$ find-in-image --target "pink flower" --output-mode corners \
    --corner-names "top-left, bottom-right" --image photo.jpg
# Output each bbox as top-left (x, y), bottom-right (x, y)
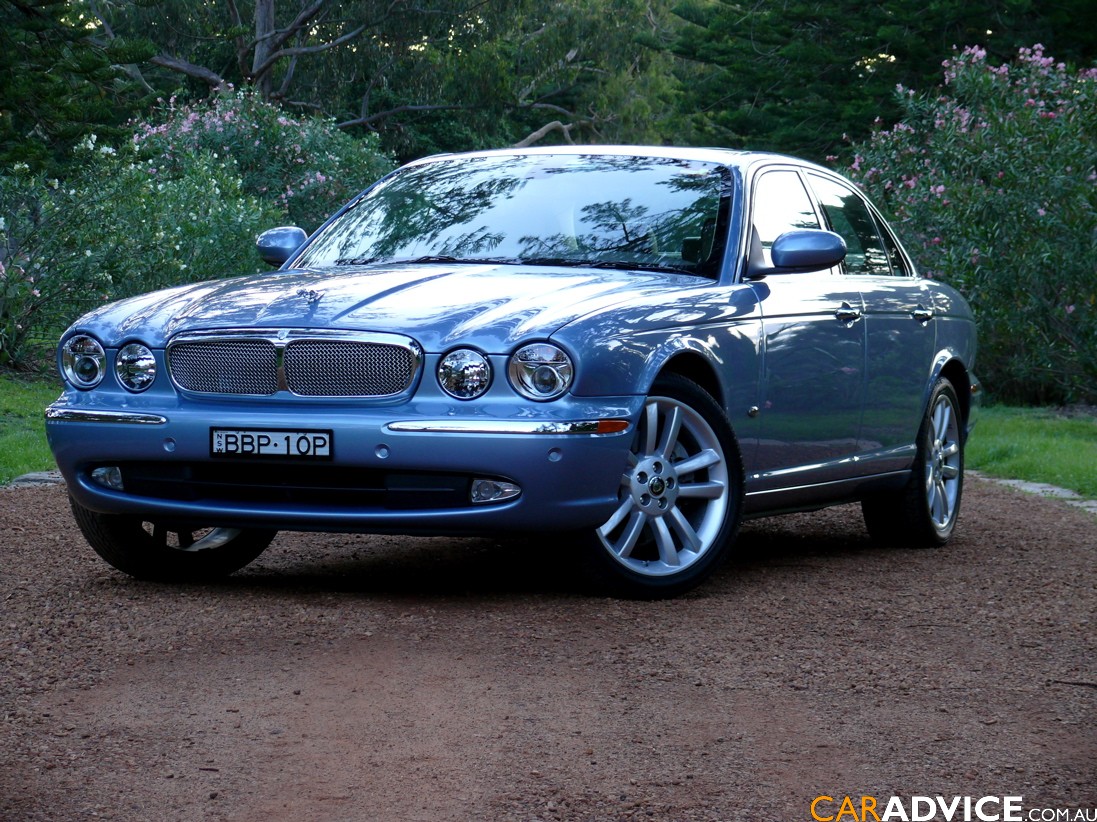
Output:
top-left (1037, 208), bottom-right (1047, 216)
top-left (1065, 305), bottom-right (1076, 314)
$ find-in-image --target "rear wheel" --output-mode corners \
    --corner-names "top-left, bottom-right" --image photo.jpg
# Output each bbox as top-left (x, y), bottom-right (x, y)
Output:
top-left (70, 496), bottom-right (276, 581)
top-left (862, 377), bottom-right (964, 546)
top-left (590, 374), bottom-right (743, 598)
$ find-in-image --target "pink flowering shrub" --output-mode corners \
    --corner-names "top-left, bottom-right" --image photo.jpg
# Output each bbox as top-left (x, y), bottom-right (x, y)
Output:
top-left (844, 45), bottom-right (1097, 404)
top-left (133, 90), bottom-right (392, 231)
top-left (1, 92), bottom-right (392, 367)
top-left (0, 142), bottom-right (280, 367)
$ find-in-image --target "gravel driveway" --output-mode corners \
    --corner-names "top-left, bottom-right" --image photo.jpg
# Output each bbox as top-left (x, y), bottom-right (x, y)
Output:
top-left (2, 480), bottom-right (1094, 821)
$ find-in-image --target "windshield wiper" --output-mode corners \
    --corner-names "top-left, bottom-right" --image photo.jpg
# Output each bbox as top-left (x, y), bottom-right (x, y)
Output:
top-left (587, 260), bottom-right (698, 276)
top-left (335, 256), bottom-right (384, 266)
top-left (518, 257), bottom-right (698, 276)
top-left (333, 255), bottom-right (512, 266)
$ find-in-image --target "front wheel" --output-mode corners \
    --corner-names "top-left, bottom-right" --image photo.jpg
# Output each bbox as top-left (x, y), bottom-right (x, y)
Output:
top-left (588, 374), bottom-right (743, 598)
top-left (862, 377), bottom-right (965, 546)
top-left (70, 496), bottom-right (276, 581)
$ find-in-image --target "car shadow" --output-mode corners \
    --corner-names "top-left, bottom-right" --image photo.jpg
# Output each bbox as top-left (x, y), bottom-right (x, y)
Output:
top-left (179, 504), bottom-right (887, 600)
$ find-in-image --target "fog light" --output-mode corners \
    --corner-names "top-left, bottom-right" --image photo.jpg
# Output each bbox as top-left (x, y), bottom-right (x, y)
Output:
top-left (91, 466), bottom-right (124, 491)
top-left (470, 478), bottom-right (521, 504)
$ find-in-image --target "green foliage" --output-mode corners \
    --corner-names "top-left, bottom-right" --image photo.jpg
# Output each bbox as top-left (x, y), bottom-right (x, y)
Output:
top-left (0, 0), bottom-right (152, 172)
top-left (132, 90), bottom-right (393, 231)
top-left (665, 0), bottom-right (1097, 159)
top-left (0, 373), bottom-right (60, 483)
top-left (967, 405), bottom-right (1097, 499)
top-left (845, 45), bottom-right (1097, 405)
top-left (1, 92), bottom-right (393, 368)
top-left (0, 138), bottom-right (282, 367)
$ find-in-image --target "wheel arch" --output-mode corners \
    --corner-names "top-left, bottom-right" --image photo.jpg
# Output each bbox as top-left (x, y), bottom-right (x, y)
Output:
top-left (929, 354), bottom-right (972, 429)
top-left (653, 350), bottom-right (723, 404)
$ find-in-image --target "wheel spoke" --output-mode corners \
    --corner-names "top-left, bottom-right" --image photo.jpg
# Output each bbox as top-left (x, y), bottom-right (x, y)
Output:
top-left (941, 464), bottom-right (960, 480)
top-left (934, 400), bottom-right (953, 442)
top-left (941, 442), bottom-right (960, 459)
top-left (932, 478), bottom-right (950, 524)
top-left (612, 511), bottom-right (648, 559)
top-left (656, 404), bottom-right (683, 460)
top-left (642, 401), bottom-right (660, 455)
top-left (677, 480), bottom-right (725, 500)
top-left (673, 448), bottom-right (721, 476)
top-left (667, 506), bottom-right (702, 553)
top-left (651, 517), bottom-right (681, 567)
top-left (597, 497), bottom-right (635, 539)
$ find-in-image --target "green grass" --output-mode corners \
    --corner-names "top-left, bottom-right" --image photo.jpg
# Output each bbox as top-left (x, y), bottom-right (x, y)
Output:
top-left (0, 374), bottom-right (62, 484)
top-left (1, 375), bottom-right (1095, 499)
top-left (967, 405), bottom-right (1097, 499)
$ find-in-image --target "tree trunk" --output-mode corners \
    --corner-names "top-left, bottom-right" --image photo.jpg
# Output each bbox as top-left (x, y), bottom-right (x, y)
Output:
top-left (252, 0), bottom-right (276, 99)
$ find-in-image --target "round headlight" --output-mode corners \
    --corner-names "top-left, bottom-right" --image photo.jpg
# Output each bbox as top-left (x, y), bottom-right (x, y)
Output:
top-left (438, 348), bottom-right (492, 399)
top-left (508, 343), bottom-right (573, 401)
top-left (115, 343), bottom-right (157, 392)
top-left (61, 334), bottom-right (107, 389)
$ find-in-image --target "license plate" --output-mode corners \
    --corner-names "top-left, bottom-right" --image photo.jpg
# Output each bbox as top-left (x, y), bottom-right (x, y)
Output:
top-left (211, 428), bottom-right (333, 459)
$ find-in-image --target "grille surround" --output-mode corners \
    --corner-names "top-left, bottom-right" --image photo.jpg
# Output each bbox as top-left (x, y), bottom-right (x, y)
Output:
top-left (167, 329), bottom-right (422, 398)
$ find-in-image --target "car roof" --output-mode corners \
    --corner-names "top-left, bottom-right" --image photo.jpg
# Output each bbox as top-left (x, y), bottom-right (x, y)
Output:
top-left (404, 145), bottom-right (832, 176)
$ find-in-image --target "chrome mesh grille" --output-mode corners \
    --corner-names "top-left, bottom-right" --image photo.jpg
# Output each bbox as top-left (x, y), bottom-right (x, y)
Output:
top-left (169, 340), bottom-right (279, 395)
top-left (284, 340), bottom-right (416, 397)
top-left (168, 334), bottom-right (419, 397)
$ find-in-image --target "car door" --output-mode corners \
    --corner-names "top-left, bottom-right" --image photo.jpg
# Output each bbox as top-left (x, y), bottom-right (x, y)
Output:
top-left (807, 172), bottom-right (936, 474)
top-left (746, 167), bottom-right (867, 493)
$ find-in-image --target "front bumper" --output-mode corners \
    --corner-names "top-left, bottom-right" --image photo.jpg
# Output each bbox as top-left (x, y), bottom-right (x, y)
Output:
top-left (46, 393), bottom-right (641, 535)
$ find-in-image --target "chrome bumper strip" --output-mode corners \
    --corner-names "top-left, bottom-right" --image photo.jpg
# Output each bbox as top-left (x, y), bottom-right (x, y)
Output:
top-left (46, 406), bottom-right (169, 425)
top-left (386, 419), bottom-right (627, 435)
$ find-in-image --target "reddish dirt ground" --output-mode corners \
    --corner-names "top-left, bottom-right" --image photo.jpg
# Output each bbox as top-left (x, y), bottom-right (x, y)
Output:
top-left (2, 479), bottom-right (1095, 821)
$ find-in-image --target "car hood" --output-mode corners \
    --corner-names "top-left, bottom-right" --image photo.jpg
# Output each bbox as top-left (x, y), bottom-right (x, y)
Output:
top-left (71, 263), bottom-right (705, 351)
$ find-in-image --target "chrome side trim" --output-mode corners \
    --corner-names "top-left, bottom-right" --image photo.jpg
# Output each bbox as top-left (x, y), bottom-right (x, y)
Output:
top-left (386, 419), bottom-right (629, 435)
top-left (45, 406), bottom-right (168, 425)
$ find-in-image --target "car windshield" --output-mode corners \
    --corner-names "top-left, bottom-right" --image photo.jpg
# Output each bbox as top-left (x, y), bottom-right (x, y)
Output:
top-left (295, 153), bottom-right (732, 277)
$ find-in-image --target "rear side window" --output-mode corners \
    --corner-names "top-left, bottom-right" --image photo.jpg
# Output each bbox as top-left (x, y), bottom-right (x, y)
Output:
top-left (809, 174), bottom-right (897, 276)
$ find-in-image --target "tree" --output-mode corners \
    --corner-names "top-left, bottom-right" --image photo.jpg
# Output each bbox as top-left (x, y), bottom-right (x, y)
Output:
top-left (80, 0), bottom-right (679, 161)
top-left (664, 0), bottom-right (1097, 160)
top-left (0, 0), bottom-right (152, 170)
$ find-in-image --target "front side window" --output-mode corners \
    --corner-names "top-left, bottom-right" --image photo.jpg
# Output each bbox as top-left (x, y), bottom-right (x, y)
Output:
top-left (296, 154), bottom-right (732, 278)
top-left (750, 170), bottom-right (822, 267)
top-left (809, 174), bottom-right (895, 276)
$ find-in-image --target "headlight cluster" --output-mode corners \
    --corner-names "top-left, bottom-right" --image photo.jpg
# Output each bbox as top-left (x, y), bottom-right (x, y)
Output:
top-left (437, 343), bottom-right (574, 401)
top-left (508, 343), bottom-right (573, 401)
top-left (61, 335), bottom-right (156, 392)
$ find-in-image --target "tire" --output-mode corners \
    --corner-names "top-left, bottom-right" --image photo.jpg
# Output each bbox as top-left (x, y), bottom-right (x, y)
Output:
top-left (862, 377), bottom-right (964, 547)
top-left (588, 373), bottom-right (743, 599)
top-left (70, 496), bottom-right (276, 582)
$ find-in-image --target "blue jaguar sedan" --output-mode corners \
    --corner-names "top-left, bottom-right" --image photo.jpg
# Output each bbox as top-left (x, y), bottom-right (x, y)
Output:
top-left (46, 147), bottom-right (979, 597)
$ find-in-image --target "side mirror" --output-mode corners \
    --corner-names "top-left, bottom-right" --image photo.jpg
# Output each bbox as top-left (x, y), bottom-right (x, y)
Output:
top-left (770, 229), bottom-right (847, 271)
top-left (256, 226), bottom-right (308, 266)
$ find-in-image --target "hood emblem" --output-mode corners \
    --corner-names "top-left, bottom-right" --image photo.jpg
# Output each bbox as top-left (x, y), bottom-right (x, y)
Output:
top-left (296, 288), bottom-right (325, 305)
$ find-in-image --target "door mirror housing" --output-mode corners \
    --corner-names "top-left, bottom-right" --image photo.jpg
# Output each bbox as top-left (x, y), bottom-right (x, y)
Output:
top-left (746, 229), bottom-right (847, 278)
top-left (256, 226), bottom-right (308, 266)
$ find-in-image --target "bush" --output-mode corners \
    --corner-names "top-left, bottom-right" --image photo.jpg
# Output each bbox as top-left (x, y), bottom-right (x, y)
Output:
top-left (1, 91), bottom-right (393, 368)
top-left (0, 139), bottom-right (281, 367)
top-left (844, 45), bottom-right (1097, 405)
top-left (133, 89), bottom-right (393, 232)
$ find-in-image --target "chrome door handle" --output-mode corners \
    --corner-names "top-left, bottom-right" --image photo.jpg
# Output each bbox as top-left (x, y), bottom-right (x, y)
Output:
top-left (912, 306), bottom-right (934, 324)
top-left (835, 303), bottom-right (862, 324)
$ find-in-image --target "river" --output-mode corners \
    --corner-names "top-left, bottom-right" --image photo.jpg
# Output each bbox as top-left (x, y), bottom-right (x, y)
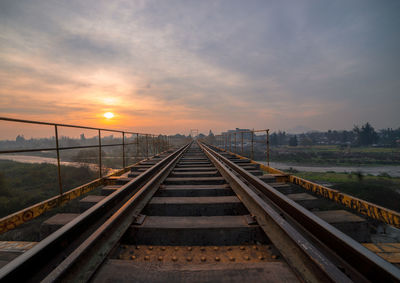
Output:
top-left (0, 154), bottom-right (105, 172)
top-left (0, 154), bottom-right (399, 177)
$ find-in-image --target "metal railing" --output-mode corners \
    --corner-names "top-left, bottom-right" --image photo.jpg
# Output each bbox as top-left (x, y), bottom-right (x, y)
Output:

***

WHAT TO DO:
Search the material for the string "rear" and show every line that has it.

TASK RESULT:
$ find-in-image --target "rear wheel" --output-mode corners \
$ find-in-image --target "rear side window" --output-mode corners \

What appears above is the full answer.